=== Written task ===
Render every line of the rows below as a JSON list of strings, one string per line, and leave out any blank lines.

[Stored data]
++++++++++

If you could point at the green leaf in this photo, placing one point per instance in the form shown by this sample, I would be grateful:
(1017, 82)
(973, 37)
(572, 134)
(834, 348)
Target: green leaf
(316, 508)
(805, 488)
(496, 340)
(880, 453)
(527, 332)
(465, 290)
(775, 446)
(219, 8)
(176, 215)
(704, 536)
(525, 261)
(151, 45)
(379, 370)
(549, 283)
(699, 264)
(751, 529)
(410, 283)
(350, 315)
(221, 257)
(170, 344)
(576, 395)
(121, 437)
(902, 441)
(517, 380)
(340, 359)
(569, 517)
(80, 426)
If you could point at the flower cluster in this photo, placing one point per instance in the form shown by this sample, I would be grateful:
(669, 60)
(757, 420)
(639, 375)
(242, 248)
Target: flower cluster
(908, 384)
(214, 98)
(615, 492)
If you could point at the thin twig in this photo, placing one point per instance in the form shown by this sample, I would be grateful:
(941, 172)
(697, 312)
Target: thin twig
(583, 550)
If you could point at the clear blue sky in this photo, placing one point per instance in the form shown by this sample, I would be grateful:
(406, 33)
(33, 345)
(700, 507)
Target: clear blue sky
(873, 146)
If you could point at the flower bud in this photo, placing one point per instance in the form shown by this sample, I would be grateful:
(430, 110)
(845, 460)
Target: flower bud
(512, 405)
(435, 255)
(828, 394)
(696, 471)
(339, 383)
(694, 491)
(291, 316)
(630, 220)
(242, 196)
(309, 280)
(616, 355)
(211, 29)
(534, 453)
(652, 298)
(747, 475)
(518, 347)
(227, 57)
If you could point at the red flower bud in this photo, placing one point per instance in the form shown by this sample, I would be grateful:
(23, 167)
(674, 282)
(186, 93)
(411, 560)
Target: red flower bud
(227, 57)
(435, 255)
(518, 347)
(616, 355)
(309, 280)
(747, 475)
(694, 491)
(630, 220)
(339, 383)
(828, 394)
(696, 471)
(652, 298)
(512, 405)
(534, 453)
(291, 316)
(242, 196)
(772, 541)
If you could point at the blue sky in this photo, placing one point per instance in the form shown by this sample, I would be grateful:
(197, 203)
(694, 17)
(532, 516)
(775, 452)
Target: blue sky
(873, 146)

++++++++++

=== Completed exercise ===
[
  "If you could point at the green leaf in this photo, placing one point per instance in the form shown by this sample, I would be grateful:",
  "(1017, 82)",
  "(973, 37)",
  "(572, 134)",
  "(834, 348)",
  "Target: green leaf",
  "(316, 508)",
  "(805, 488)",
  "(496, 340)",
  "(880, 453)",
  "(527, 332)",
  "(465, 290)",
  "(775, 446)",
  "(219, 8)",
  "(176, 215)",
  "(704, 536)",
  "(525, 261)",
  "(151, 45)",
  "(379, 370)",
  "(549, 283)",
  "(699, 264)",
  "(751, 529)",
  "(410, 283)",
  "(350, 315)",
  "(221, 257)",
  "(170, 344)",
  "(576, 395)",
  "(121, 437)",
  "(902, 441)",
  "(517, 380)",
  "(340, 359)",
  "(569, 517)",
  "(80, 426)",
  "If you could point at the flower cluster in this photo, placing one point per instance in the form shown by this sample, I would be grateful:",
  "(669, 60)",
  "(757, 420)",
  "(639, 375)",
  "(242, 248)",
  "Target: flower cluster",
  "(908, 384)",
  "(214, 98)",
  "(615, 492)",
  "If you could point at the thin twig in this photo, placing one point per instance in the form shown by this sample, I would be grateful:",
  "(941, 172)",
  "(697, 312)",
  "Target: thin twig",
  "(583, 550)",
  "If you could point at the clear blue sky in this photo, placing one point per instance in the form shown by this sample, I would be grateful:",
  "(406, 33)",
  "(33, 345)",
  "(700, 507)",
  "Target: clear blue sky",
  "(873, 146)",
  "If you could point at the flower bud in this photo, placing one point per instance in the form shown by this sample, I would be grateful:",
  "(430, 110)",
  "(845, 460)",
  "Target: flower bud",
  "(512, 405)",
  "(435, 255)",
  "(828, 394)",
  "(696, 471)",
  "(339, 383)",
  "(694, 491)",
  "(291, 316)",
  "(630, 220)",
  "(242, 196)",
  "(309, 280)",
  "(616, 355)",
  "(211, 29)",
  "(534, 453)",
  "(652, 298)",
  "(747, 475)",
  "(518, 347)",
  "(227, 57)",
  "If you could point at the red flower bud in this photo, placing one point per instance in the form shown by this sample, I would be grateful:",
  "(23, 167)",
  "(674, 282)",
  "(186, 93)",
  "(411, 560)",
  "Target: red flower bud",
  "(227, 57)",
  "(435, 255)",
  "(518, 347)",
  "(616, 355)",
  "(309, 280)",
  "(747, 475)",
  "(694, 491)",
  "(630, 220)",
  "(339, 383)",
  "(828, 394)",
  "(696, 471)",
  "(652, 298)",
  "(512, 405)",
  "(534, 453)",
  "(291, 316)",
  "(242, 196)",
  "(772, 541)",
  "If you could point at the blue sky in this photo, placing one point per instance in the form shown by this sample, I would be grateful:",
  "(197, 203)",
  "(694, 17)",
  "(532, 516)",
  "(775, 452)",
  "Target: blue sky",
  "(873, 146)"
]